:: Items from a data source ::
********

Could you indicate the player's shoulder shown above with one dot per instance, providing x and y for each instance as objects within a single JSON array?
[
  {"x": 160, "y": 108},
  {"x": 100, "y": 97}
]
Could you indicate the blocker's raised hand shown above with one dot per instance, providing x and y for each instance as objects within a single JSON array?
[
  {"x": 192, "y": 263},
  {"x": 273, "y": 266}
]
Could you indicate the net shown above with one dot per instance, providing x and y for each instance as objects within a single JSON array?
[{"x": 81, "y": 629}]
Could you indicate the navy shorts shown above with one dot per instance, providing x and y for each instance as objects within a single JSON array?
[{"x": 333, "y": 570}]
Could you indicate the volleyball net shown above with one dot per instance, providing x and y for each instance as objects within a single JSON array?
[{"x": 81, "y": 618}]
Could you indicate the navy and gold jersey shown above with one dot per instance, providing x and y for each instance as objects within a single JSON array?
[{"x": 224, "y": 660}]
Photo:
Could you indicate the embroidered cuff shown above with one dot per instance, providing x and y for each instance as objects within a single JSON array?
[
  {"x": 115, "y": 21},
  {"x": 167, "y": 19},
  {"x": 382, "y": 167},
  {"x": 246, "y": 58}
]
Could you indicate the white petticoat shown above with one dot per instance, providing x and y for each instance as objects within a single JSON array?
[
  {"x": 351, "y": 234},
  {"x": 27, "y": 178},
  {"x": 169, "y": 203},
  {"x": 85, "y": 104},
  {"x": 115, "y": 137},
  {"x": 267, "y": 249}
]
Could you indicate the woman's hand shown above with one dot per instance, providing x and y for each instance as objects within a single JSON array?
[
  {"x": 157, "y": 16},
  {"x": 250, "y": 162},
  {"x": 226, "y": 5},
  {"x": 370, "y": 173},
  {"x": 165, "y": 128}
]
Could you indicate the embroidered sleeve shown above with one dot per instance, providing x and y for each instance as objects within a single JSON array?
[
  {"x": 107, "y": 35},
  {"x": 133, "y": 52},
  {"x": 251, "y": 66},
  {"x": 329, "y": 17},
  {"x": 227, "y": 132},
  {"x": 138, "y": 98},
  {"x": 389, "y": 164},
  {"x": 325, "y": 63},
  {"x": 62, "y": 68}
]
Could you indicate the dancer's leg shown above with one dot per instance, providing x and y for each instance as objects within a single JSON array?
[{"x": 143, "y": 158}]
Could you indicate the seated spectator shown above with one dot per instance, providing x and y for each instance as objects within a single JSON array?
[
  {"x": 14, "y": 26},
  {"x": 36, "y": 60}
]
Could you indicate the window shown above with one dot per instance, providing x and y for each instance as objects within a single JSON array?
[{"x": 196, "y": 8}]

********

:: INSTRUCTIONS TO FOLLOW ::
Repeat exactly, and only, the lines from the one containing "Could you indicate the embroidered sleeve" through the last line above.

:: TASK ANSWER ::
Could you indicate the embroidered sleeve shown above with one dot per instance, providing x and y for each instance as objects within a single JSON array?
[
  {"x": 107, "y": 35},
  {"x": 133, "y": 52},
  {"x": 251, "y": 66},
  {"x": 329, "y": 17},
  {"x": 227, "y": 132},
  {"x": 138, "y": 98},
  {"x": 389, "y": 164},
  {"x": 325, "y": 63},
  {"x": 62, "y": 68}
]
Could you indicate the dancer's leg shown above with one dot per instance, providing x and y for each instance as objects within a single JSON array?
[{"x": 143, "y": 158}]
Could you indicate the seated spectator shown above with one dot per instance, providing x and y for each instance as objects within a single JSON array?
[
  {"x": 14, "y": 26},
  {"x": 36, "y": 60}
]
Could you indicate the window shown above with one dot per instance, providing x and y for each instance as objects within a single JSON array?
[{"x": 196, "y": 8}]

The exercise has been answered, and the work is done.